WHAT TO DO: Copy each line containing the word "below" from the records that follow, please.

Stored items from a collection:
· · · · · · ·

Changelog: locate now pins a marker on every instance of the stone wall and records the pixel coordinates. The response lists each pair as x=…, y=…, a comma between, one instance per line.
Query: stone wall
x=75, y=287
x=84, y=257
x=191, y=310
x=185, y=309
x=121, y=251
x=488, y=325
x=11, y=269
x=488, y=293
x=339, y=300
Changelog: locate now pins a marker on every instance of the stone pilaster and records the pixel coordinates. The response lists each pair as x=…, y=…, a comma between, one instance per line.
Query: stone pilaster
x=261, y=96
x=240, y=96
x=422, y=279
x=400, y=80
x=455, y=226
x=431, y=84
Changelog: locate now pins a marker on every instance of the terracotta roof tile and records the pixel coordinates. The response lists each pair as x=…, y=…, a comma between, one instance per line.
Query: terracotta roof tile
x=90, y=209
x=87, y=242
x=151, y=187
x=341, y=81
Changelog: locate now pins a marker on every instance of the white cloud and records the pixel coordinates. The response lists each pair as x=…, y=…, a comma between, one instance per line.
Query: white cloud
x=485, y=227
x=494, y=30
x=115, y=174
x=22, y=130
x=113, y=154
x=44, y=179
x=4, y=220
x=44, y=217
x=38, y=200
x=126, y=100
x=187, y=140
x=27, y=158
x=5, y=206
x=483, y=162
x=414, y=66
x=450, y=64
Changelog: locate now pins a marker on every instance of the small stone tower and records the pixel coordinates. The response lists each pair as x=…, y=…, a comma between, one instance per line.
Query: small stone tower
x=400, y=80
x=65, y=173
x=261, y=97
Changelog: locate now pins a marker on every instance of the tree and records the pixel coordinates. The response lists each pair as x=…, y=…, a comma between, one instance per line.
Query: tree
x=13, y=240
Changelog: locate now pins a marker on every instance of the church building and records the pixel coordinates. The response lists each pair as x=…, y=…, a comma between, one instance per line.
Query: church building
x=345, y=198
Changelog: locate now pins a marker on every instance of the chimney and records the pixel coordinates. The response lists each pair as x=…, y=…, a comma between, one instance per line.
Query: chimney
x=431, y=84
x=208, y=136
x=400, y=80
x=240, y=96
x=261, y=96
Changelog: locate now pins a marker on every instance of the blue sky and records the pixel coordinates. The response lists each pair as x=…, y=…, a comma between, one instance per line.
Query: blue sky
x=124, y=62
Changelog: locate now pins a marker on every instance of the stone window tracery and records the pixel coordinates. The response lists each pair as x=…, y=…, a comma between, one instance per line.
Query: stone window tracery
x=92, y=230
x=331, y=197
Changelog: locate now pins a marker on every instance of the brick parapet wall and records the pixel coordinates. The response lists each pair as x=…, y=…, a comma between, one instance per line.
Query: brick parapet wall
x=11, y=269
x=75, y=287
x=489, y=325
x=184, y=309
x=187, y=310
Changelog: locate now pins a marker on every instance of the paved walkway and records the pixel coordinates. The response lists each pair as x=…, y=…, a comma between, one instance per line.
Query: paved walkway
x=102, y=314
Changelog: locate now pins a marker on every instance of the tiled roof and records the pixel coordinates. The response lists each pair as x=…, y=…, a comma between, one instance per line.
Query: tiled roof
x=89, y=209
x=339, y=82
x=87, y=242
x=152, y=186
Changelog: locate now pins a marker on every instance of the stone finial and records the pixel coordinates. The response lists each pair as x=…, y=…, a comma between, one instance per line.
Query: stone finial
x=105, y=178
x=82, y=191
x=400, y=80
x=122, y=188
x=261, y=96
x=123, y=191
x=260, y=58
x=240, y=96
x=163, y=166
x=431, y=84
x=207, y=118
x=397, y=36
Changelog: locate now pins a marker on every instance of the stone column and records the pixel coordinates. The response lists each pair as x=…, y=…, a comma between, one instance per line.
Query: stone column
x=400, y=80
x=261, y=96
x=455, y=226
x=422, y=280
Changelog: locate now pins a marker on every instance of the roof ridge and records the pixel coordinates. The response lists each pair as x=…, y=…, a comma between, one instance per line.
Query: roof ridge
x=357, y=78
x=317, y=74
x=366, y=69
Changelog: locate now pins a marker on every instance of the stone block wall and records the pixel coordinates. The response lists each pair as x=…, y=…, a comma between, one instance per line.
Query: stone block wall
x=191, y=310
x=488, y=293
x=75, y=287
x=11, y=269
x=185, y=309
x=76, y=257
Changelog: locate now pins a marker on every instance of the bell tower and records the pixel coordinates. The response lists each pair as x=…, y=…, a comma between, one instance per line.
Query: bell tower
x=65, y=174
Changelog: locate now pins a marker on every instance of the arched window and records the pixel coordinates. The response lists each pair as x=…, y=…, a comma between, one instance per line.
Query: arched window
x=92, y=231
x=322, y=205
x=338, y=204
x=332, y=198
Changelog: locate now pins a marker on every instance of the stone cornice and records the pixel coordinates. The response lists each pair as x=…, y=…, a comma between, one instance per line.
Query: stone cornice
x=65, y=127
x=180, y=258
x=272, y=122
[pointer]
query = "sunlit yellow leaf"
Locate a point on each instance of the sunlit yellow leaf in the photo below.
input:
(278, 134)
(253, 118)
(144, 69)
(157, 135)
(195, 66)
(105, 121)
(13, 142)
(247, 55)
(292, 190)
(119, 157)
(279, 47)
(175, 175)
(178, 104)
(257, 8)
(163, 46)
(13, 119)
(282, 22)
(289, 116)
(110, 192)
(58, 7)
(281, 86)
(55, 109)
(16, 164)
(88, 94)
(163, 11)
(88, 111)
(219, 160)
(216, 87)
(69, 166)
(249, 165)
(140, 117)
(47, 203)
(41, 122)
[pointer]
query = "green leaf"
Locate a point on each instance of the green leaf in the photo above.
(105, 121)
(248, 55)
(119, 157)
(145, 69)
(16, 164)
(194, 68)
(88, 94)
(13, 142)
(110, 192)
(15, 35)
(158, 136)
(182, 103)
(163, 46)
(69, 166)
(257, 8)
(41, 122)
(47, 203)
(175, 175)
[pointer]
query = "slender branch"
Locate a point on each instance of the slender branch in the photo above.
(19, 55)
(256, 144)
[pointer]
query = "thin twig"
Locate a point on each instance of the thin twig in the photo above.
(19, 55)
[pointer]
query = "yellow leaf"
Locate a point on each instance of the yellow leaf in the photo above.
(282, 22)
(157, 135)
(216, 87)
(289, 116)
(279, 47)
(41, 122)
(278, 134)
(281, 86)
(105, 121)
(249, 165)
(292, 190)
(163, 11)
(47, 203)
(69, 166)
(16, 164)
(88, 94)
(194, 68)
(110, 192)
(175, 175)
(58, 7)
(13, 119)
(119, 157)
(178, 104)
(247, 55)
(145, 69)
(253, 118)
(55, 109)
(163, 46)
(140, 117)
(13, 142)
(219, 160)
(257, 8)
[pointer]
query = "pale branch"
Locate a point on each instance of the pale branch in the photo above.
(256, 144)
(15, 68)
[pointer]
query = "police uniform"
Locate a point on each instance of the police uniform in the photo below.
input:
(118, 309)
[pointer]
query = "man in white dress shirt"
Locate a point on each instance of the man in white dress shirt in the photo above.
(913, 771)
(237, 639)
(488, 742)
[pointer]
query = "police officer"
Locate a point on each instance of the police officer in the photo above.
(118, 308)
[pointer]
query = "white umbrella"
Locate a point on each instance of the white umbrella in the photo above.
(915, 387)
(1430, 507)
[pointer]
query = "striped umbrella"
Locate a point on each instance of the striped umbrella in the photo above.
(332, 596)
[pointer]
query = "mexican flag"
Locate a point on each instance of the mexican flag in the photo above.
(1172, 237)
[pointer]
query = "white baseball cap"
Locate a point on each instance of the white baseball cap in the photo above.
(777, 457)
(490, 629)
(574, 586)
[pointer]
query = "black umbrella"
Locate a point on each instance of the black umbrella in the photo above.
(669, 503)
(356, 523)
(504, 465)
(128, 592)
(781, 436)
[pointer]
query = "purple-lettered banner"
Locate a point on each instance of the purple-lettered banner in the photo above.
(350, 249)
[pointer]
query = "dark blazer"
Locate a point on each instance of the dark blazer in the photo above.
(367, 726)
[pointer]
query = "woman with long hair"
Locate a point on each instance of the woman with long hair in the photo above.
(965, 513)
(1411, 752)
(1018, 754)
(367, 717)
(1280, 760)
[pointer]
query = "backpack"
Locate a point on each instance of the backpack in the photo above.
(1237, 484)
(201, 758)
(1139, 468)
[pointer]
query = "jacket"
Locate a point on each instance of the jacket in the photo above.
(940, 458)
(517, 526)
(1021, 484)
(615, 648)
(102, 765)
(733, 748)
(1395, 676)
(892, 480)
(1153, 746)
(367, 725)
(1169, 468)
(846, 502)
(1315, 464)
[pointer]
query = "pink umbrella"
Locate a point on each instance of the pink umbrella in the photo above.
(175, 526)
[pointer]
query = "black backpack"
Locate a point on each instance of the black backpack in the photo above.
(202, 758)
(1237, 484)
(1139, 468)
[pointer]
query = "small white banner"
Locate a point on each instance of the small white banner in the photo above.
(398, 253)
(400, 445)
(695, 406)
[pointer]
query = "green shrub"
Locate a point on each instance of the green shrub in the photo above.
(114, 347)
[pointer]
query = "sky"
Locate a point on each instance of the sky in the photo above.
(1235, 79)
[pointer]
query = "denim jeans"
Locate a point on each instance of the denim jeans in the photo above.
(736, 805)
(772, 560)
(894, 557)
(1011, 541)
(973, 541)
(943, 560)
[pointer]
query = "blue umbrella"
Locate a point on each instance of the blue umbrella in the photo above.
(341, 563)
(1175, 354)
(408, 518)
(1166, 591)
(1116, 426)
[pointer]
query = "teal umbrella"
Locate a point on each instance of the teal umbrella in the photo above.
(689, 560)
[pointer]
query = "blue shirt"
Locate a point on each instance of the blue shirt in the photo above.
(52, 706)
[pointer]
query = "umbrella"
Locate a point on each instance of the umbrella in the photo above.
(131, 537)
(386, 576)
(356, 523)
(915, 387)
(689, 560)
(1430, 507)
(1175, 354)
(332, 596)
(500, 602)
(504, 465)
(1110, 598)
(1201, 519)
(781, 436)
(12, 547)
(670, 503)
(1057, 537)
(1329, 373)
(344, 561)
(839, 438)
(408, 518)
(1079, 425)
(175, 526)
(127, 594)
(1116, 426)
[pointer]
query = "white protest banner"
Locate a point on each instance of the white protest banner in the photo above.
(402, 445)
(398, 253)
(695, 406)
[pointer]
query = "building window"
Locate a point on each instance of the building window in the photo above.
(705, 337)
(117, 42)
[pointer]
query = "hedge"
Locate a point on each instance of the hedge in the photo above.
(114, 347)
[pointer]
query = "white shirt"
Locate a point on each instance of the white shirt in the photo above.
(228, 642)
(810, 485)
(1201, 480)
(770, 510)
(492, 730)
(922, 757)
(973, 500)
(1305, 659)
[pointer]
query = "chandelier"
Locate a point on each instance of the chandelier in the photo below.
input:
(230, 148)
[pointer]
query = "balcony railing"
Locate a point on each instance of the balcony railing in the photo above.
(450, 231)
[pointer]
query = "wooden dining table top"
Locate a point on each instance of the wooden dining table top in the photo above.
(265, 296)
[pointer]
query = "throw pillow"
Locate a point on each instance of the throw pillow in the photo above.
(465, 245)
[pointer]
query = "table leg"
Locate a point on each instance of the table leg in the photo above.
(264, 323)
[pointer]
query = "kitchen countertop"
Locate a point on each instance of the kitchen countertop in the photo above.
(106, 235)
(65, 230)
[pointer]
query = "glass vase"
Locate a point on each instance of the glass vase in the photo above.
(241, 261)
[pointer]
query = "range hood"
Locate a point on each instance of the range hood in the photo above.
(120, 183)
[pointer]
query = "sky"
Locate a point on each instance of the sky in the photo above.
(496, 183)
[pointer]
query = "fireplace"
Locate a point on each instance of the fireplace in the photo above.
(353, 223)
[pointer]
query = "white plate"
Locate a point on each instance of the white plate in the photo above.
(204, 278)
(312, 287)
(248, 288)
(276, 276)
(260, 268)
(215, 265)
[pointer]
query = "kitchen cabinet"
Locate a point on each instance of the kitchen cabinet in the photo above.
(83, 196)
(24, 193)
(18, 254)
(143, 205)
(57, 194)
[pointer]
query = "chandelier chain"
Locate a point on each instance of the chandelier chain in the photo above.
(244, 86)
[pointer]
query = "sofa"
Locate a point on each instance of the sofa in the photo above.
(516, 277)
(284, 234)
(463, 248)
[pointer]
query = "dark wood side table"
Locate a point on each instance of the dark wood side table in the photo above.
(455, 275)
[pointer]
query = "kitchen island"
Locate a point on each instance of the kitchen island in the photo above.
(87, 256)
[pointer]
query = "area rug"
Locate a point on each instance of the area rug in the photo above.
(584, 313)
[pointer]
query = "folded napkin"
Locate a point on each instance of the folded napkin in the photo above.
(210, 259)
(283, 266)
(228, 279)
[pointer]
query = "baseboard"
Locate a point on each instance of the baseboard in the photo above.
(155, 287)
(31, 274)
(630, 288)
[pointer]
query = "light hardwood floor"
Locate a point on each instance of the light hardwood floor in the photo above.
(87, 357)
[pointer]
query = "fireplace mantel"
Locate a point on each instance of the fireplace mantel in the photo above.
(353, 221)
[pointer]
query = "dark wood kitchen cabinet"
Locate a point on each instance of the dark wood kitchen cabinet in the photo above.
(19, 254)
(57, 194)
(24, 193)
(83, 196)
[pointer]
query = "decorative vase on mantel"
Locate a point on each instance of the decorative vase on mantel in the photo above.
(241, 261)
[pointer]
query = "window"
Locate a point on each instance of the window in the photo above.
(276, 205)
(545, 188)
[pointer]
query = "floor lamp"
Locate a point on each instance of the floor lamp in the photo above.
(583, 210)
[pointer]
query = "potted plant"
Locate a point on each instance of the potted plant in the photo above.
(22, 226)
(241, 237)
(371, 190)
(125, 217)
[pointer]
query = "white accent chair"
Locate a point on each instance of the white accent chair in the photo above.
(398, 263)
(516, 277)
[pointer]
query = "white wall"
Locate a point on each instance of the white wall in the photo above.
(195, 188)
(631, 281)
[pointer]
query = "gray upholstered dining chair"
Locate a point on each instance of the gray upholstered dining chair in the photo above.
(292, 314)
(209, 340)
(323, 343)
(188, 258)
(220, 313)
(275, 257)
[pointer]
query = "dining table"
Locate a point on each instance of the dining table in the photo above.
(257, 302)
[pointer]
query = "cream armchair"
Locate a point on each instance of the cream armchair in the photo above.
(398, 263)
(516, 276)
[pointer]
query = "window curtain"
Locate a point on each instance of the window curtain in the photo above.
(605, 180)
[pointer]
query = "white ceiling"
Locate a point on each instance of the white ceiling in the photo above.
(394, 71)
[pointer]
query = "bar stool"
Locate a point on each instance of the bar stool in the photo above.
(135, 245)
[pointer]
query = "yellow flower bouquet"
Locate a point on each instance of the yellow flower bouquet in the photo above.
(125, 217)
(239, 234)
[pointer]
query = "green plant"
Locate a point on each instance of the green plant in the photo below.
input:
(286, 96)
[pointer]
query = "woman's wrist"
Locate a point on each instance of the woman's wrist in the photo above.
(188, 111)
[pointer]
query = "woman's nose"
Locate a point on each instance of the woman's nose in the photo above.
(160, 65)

· · · · · · ·

RESULT FOR THIS EXERCISE:
Locate a point on each instance of the sunlit yellow leaf in the photo below.
Locate a point on each instance of the police uniform in the photo below.
Locate a point on each instance of the chandelier in the photo below.
Locate a point on each instance of the green plant in the photo below.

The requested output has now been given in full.